● STATED GOAL
Copy all of the material below line for line, leaving out the pictures.

(Raw records)
.....

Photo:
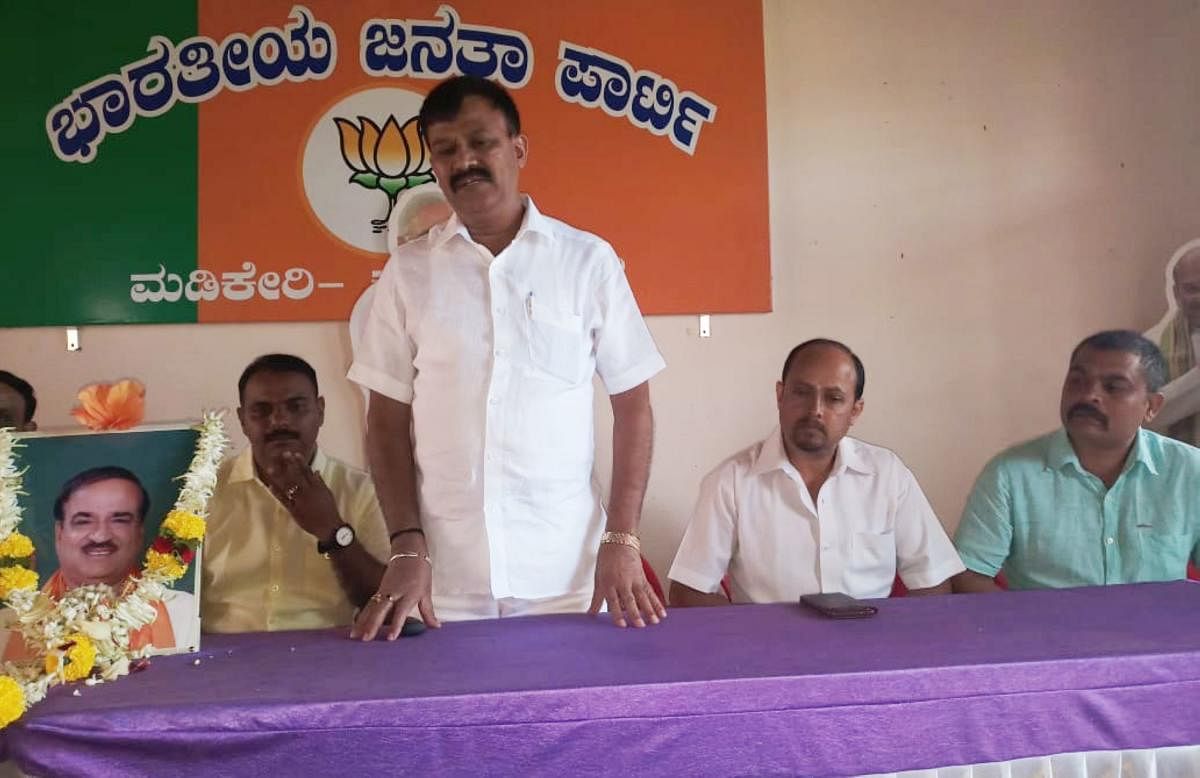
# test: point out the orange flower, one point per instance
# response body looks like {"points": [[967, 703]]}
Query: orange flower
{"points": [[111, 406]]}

.....

● TASK RESPONSE
Photo:
# test: point out the orange flower, one point per instance
# response body looks like {"points": [[967, 703]]}
Query: orange flower
{"points": [[111, 406]]}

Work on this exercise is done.